**Passage provided**
------------------------------------------------------------------------
The dimension \(d\) depends on the model.

Examples:

| Object | Vector representation |
|---|---|
| Word | Embedding vector |
| Image patch | Pixel or feature vector |
| Document | Dense semantic vector |
| User | Preference vector |
| Graph node | Node embedding |
| Audio frame | Feature vector |

Once data is represented as vectors, linear algebra can be used to compare, transform, combine, and optimize it.

## 140.3 Embeddings

An embedding maps a discrete object into a vector space.

For example, a vocabulary item \(w\) may be mapped to

$$
e_w\in\mathbb{R}^d.
$$

Words with related meanings often have embeddings that are close under cosine similarity or inner product.

The embedding matrix has the form

$$
E\in\mathbb{R}^{V\times d},
$$

where \(V\) is the vocabulary size and \(d\) is the embedding dimension.
------------------------------------------------------------------------
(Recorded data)

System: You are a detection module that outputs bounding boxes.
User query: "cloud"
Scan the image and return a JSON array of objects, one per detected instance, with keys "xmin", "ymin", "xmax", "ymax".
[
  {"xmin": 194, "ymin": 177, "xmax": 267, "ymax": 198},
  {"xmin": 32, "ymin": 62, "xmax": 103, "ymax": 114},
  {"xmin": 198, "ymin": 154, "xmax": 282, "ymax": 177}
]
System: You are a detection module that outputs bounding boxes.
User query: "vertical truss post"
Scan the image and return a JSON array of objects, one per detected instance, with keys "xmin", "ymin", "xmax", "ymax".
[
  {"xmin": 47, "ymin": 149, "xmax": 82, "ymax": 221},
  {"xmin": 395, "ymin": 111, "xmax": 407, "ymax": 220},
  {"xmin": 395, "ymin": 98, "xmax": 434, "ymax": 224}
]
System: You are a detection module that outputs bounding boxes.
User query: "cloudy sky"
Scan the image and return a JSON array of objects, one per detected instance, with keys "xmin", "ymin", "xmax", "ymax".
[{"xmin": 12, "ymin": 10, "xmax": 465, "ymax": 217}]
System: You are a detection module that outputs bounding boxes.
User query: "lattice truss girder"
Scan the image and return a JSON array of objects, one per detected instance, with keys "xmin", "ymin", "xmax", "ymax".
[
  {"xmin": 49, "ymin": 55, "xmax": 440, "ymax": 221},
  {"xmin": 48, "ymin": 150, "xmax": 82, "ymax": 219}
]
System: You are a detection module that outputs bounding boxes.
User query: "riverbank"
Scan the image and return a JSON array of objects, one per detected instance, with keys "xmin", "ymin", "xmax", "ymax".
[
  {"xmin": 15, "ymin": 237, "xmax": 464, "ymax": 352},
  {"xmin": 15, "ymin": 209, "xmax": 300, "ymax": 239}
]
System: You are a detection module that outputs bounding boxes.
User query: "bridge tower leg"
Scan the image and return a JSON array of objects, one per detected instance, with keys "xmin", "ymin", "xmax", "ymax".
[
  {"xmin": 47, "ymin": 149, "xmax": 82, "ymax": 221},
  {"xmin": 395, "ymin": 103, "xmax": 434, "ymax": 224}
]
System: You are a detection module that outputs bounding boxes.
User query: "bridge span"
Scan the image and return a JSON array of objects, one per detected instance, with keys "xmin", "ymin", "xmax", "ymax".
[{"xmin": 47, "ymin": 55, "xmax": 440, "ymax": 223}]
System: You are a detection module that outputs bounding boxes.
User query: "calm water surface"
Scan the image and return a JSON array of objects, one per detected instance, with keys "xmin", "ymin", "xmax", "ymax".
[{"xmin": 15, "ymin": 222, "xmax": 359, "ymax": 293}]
------------------------------------------------------------------------
**What is required**
Reproduce everything in the embeddings passage from "## 140.3 Embeddings" down to "or inner product.", word for word. This data has no connection to the embeddings passage.

**Worked answer**
## 140.3 Embeddings

An embedding maps a discrete object into a vector space.

For example, a vocabulary item \(w\) may be mapped to

$$
e_w\in\mathbb{R}^d.
$$

Words with related meanings often have embeddings that are close under cosine similarity or inner product.